Rewrite the items from their start through the line holding "box: [259, 32, 347, 231]", inclusive, replacing "high-resolution" with "fine-grained" and changing nothing else. Leave the pictures out of your answer.

+++ Task data

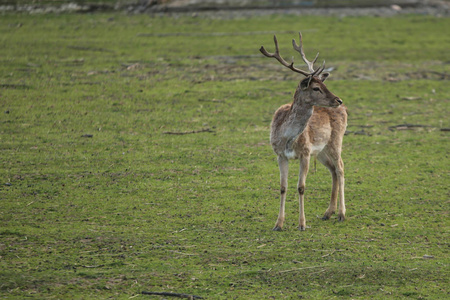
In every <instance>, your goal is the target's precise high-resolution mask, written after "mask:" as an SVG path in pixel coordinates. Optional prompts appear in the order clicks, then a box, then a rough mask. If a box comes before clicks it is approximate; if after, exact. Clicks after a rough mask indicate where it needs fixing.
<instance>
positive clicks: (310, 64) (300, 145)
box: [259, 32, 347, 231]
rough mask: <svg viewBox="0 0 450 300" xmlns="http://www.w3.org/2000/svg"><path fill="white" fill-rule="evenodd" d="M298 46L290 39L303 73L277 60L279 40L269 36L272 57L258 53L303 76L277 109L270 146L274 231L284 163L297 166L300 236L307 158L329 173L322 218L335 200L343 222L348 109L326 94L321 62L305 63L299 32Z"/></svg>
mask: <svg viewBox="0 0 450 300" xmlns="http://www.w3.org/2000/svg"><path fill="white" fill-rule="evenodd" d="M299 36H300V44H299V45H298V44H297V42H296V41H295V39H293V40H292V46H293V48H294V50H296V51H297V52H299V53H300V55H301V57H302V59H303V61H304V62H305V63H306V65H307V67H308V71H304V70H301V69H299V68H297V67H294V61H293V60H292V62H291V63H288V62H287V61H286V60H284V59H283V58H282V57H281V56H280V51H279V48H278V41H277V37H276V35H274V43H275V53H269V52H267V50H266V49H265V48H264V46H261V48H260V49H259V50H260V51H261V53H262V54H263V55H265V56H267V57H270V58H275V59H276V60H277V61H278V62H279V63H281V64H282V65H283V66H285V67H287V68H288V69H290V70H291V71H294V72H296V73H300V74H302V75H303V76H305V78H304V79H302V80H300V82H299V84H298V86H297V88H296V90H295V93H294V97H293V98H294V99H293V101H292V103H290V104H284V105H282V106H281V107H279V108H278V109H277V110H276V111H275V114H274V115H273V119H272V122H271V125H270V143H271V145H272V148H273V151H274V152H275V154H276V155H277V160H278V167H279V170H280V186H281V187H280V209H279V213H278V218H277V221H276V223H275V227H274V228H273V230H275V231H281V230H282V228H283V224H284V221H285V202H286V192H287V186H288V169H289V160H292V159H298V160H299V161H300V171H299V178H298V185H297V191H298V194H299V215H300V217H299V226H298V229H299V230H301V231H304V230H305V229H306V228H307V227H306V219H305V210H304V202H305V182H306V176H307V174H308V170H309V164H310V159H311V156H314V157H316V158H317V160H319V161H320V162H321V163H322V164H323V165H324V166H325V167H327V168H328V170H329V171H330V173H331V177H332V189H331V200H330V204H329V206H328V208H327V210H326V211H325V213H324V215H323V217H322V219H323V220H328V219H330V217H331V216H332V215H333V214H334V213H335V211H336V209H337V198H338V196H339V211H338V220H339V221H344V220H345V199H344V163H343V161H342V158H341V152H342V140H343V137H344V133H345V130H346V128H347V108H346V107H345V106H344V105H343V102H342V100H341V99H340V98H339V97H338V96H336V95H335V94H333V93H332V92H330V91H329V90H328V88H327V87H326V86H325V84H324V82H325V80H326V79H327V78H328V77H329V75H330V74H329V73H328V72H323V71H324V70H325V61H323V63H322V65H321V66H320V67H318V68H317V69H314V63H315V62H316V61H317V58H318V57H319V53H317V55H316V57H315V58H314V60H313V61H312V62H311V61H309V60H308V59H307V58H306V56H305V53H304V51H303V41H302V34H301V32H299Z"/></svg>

++++++

• Your solution:
In every <instance>, your goal is the target's precise fine-grained mask, written after "mask:" as an SVG path in pixel coordinates. Optional prompts appear in the order clicks, then a box, then a rough mask. If a box comes before clicks it is approximate; if after, exact. Clicks after a rough mask indicate where it needs fixing.
<instance>
positive clicks: (310, 64) (300, 145)
box: [259, 32, 347, 231]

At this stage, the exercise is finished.